The discipline of stress biology is changing rapidly, mostly to tackle pertinent issues of environment impacted by global climate change and increasing imbalance of humidity and temperature. In this context, the threat perception of aquatic biota is more potent than its other counterparts. Environmental stress biologists, therefore, are paying much-needed attention to issues like desiccation, hypoxia, temperature alterations and so on. However, biological and ecological complexity of aquatic biota impede our understanding of homeostatic mechanism because each organism responds to stressors differently. The present generation of stress biologists are required to address larger questions and sort out synthetic scientific answers. Technical advances unthinkable in the past decades are generating large volume of information thereby making the discipline of stress biology challenging and multidisciplinary. The Stress Biology Research Group comprising of researchers, students, fellows and collaborators organized themselves in an interdisciplinary team with Bimalendu B. Nath as Principal Investigator, to work on following research areas:
Areas of research interest of Stress Biology Research Group:
- Role of extracellular hemoglobin of Chironomus in homeostatic regulation of abiotic stress and tolerance: Cellular, molecular, biochemical and biophysical studies.
- Desiccation stress biology: Chironomus and Drosophila as model systems using multidisciplinary approach.

:: Exercise directions ::
Please continue the text about the Stress Biology Research Group and its research areas, picking up after its last line.

:: Data section ::
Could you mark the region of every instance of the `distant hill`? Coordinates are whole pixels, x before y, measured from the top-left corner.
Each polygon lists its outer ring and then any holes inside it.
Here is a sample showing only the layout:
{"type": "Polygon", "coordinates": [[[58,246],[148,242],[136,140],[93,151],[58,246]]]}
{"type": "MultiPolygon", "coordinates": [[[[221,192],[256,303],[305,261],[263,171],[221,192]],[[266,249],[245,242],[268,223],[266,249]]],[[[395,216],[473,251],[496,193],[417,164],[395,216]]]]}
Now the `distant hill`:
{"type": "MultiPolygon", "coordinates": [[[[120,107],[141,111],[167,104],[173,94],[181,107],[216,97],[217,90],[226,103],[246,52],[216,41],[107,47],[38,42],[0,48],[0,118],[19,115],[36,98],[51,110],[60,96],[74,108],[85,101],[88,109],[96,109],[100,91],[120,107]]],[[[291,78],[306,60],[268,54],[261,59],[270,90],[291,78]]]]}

:: Written response ::
- Tolerance of chironomid midges to ionizing radiation and hypoxic stress.
- Role of chironomid midge microbiome in maintaining homeostasis under environmental abiotic stress conditions.
- Cytogenetics and population genetics of Indian chironomid midges.
- Identification of whole-organismal behavioural stress-biomarkers in Chironomus.
- Biodiversity and evolution of chironomid midges: Investigation using chromosomal, molecular and bioinformatics tools.
Most of the abiotic stress biology studies have been carried out under simulated and/ or controlled laboratory conditions in various model organisms, which do not reflect the actual scenario that prevails in the natural population of an organism. Therefore, the Stress Biology Research Group is engaged in reducing this gap between laboratory population versus natural population by combining field and laboratory-based studies in Chironomus.